### PROBLEM SET
**A.** Using the article on Everest's catastrophe bonds, decide whether each statement agrees with it: (i) Everest's first estimate of the cat bond recovery for hurricane Ian was $30 million; (ii) by September 30th, Everest's estimate of the recovery had risen; (iii) the industry loss total for hurricane Ian has been finalized. For each, answer yes or no and quote the words of the article that decide it.
**B.** Reproduce the part of the article on Everest's catastrophe bonds between "The recovery amounts" and "development related to hurricane Ian.", inclusive, swapping "September 30th" for "the end of September".

As we’ve previously reported, two of Everest’s outstanding Kilimanjaro Re catastrophe bonds are assumed triggered after the industry loss estimate for hurricane Ian rose above the level required to activate a reinsurance recovery under the terms of the arrangements.

The recovery amounts had been estimated by Everest to at first be $30 million, as the company had said its reported catastrophe losses after the first-half of 2023 were “partially offset by $30 million of catastrophe bond recoveries related to Hurricane Ian.”

But, as at September 30th, when the next quarterly results were reported, Everest said it was then estimating the cat bond reinsurance recovery related to hurricane Ian to be slightly lower at $20 million.

Size of the recovery aside, as the industry loss total is not yet finalised, what’s important for Everest now is ensuring these cat bonds remain available to cover any loss development related to hurricane Ian.

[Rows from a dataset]

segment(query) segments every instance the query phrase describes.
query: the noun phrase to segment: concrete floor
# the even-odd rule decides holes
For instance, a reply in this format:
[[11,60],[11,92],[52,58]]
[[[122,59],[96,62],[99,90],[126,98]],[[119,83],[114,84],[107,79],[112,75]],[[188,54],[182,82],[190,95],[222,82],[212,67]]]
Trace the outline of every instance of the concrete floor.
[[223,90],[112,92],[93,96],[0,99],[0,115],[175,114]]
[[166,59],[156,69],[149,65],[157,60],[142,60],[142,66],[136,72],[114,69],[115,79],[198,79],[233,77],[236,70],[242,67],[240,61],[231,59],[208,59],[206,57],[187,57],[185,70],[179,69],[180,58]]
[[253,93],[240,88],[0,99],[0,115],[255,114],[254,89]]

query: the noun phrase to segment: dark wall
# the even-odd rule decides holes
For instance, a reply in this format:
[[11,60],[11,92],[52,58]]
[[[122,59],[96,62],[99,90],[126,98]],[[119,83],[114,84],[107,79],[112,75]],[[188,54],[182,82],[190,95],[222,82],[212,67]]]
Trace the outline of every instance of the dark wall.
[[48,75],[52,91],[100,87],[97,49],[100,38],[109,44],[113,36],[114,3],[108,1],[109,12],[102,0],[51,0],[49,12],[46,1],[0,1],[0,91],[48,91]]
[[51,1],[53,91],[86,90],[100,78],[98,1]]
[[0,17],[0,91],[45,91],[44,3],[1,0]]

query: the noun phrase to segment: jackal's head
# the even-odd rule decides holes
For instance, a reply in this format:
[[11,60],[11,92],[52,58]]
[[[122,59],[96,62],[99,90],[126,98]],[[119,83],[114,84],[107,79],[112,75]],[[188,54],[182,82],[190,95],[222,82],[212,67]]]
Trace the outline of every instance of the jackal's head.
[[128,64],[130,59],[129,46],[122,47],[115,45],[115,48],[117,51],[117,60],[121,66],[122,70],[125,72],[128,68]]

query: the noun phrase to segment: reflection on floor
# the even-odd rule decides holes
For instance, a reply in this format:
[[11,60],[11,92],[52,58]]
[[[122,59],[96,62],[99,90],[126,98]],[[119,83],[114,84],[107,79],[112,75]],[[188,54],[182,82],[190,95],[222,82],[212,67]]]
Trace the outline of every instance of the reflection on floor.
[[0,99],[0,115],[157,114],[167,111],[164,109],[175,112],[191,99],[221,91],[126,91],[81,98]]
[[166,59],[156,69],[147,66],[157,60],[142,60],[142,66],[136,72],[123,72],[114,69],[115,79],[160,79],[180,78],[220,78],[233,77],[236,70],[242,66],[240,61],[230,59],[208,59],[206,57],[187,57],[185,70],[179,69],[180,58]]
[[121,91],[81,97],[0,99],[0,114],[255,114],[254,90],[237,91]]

### TASK-BY-TASK OUTPUTS
**A.**
(i) Yes: "The recovery amounts had been estimated by Everest to at first be $30 million"
(ii) No: "slightly lower at $20 million"
(iii) No: "the industry loss total is not yet finalised"

**B.**
The recovery amounts had been estimated by Everest to at first be $30 million, as the company had said its reported catastrophe losses after the first-half of 2023 were “partially offset by $30 million of catastrophe bond recoveries related to Hurricane Ian.”

But, as at the end of September, when the next quarterly results were reported, Everest said it was then estimating the cat bond reinsurance recovery related to hurricane Ian to be slightly lower at $20 million.

Size of the recovery aside, as the industry loss total is not yet finalised, what’s important for Everest now is ensuring these cat bonds remain available to cover any loss development related to hurricane Ian.